EXERCISE TEXT:
Common screening tests used in the last sixty years:
- Ferric chloride test (detects abnormal metabolites in urine)
- Ninhydrin paper chromatography (detects abnormal amino acid patterns)
- Guthrie test (detects excessive amounts of specific amino acids in blood) The dried blood spot can be used for multianalyte testing using Tandem Mass Spectrometry (MS/MS). This given an indication for a disorder. The same has to be further confirmed by enzyme assays, IEX-Ninhydrin, GC/MS or DNA Testing.
- Quantitative measurement of amino acids in plasma and urine
- IEX-Ninhydrin post-column derivitization liquid ion chromatography (detects abnormal amino acid patterns and quantitative analysis)
- Urine organic acid analysis by gas chromatography–mass spectrometry
- Plasma acylcarnitine analysis by mass spectrometry
- Urine purine and pyrimidine analysis by gas chromatography-mass spectrometry

Specific diagnostic tests (or focused screening for a small set of disorders):
- Tissue biopsy: liver, muscle, brain, bone marrow
- Skin biopsy and fibroblast cultivation for specific enzyme testing
- Specific DNA testing

A 2015 review reported that even with all these diagnostic tests, there are cases when "biochemical testing, gene sequencing, and enzymatic testing can neither confirm nor rule out an IEM, resulting in the need to rely on the patient's clinical course". A 2021 review showed that several neurometabolic disorders converge on common neurochemical mechanisms that interfere with biological mechanisms also considered central in ADHD pathophysiology and treatment. This highlights the importance of close collaboration between health services to avoid clinical overshadowing.

==Treatment==
In the middle of the 20th century the principal treatment for some of the amino acid disorders was restriction of dietary protein and all other care was simply management of complications. In the past twenty years, new medications, enzyme replacement, gene therapy, and organ transplantation have become available and beneficial for many previously untreatable disorders. Some of the more common or promising therapies are listed:

- Dietary restriction
  - E.g., reduction of dietary protein remains a mainstay of treatment for phenylketonuria and other amino acid disorders
- Dietary supplementation or replacement
  - E.g., oral ingestion of cornstarch several times a day helps prevent people with glycogen storage diseases from becoming seriously hypoglycemic.

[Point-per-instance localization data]
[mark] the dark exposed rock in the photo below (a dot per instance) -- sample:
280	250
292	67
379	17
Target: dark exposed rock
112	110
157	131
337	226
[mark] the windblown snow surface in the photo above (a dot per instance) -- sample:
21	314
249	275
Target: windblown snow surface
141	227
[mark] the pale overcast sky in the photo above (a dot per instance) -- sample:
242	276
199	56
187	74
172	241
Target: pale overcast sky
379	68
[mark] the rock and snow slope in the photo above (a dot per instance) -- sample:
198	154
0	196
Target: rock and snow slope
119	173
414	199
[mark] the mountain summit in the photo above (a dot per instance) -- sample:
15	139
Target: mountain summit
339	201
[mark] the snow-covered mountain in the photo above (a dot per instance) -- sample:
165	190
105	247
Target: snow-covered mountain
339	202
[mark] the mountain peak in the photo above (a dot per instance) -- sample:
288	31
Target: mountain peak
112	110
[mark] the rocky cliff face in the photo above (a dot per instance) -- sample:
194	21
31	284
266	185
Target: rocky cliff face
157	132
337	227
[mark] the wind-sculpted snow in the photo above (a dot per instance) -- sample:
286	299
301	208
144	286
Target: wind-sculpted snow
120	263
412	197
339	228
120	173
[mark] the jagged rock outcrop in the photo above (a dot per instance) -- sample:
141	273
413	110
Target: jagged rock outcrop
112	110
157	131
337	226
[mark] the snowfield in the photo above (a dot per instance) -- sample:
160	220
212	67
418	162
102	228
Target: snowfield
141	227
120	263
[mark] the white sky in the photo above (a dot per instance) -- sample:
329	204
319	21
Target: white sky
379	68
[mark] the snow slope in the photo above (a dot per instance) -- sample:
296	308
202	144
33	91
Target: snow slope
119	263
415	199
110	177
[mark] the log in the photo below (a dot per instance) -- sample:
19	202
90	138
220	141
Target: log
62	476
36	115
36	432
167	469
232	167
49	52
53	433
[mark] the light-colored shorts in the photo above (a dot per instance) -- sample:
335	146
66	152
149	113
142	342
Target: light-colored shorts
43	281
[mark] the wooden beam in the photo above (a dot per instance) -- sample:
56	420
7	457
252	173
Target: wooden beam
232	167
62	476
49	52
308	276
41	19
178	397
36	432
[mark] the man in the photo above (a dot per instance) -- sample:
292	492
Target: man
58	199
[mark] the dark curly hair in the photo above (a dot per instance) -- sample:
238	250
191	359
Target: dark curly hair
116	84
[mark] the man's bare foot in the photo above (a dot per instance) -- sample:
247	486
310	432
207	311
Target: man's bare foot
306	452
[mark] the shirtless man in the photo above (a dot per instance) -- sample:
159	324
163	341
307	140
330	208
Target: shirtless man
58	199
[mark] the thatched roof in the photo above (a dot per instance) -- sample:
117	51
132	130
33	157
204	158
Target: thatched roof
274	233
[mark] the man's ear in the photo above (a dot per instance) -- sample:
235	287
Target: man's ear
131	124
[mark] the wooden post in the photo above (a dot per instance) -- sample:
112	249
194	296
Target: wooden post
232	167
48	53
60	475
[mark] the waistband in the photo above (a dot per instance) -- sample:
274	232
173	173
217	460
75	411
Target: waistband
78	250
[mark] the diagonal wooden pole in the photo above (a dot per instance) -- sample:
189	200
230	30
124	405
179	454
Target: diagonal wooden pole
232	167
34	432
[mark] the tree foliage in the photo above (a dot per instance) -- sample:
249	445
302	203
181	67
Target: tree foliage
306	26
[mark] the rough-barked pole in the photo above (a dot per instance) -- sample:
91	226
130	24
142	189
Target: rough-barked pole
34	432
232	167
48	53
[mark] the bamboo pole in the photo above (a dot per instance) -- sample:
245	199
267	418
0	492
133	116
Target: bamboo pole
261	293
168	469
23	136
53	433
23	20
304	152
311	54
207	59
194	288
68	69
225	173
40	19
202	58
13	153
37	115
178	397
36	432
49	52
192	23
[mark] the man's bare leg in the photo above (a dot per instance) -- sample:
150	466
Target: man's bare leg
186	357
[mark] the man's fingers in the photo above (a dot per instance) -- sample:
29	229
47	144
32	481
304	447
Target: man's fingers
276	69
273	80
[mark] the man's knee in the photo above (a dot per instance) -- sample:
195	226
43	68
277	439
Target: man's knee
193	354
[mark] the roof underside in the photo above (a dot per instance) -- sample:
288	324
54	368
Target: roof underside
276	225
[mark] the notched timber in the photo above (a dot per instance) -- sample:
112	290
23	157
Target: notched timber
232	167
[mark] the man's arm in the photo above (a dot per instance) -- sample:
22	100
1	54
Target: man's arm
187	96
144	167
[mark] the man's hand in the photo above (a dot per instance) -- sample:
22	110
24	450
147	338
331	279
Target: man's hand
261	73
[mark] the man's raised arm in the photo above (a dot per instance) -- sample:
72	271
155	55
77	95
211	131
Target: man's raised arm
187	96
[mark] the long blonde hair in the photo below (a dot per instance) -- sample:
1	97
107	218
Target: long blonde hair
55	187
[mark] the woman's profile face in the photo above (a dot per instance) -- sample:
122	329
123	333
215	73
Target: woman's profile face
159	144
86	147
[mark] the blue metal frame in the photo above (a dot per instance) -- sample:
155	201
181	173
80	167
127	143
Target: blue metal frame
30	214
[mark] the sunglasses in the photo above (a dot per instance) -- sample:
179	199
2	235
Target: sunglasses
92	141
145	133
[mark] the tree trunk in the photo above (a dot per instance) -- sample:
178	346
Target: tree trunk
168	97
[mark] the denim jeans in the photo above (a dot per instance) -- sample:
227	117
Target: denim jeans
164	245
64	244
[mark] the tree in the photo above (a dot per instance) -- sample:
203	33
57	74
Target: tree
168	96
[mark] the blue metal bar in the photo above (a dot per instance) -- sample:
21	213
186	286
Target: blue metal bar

WORK INSTRUCTION A: In the screening and treatment text, what was the principal treatment for some amino acid disorders in the middle of the 20th century?
WORK INSTRUCTION B: Please pick up the screening and treatment text after its final sentence and keep writing it.

ANSWER SECTION A: Restriction of dietary protein.

ANSWER SECTION B:
- Medications
  - E.g., Nitisinone prevents the formation of toxic metabolites for patients with Tyrosinemia Type I and enables normal growth and development in combination with a low-protein diet
- Vitamins
  - E.g., thiamine supplementation benefits several types of disorders that cause lactic acidosis.
- Intermediary metabolites, compounds, or drugs that facilitate or retard specific metabolic pathways
- Dialysis
- Enzyme replacement E.g. Acid-alpha glucosidase for Pompe disease
- Gene therapy
- Bone marrow or organ transplantation
- Treatment of symptoms and complications
- Prenatal diagnosis

==Epidemiology==
In a study in British Columbia, the overall incidence of the inborn errors of metabolism were estimated to be 40 per 100,000 live births or 1 in 2,500 births, overall representing more than approximately 15% of single gene disorders in the population. While a Mexican study established an overall incidence of 3.4:1,000 live newborns and a carrier detection of 6.8:1,000 NBS.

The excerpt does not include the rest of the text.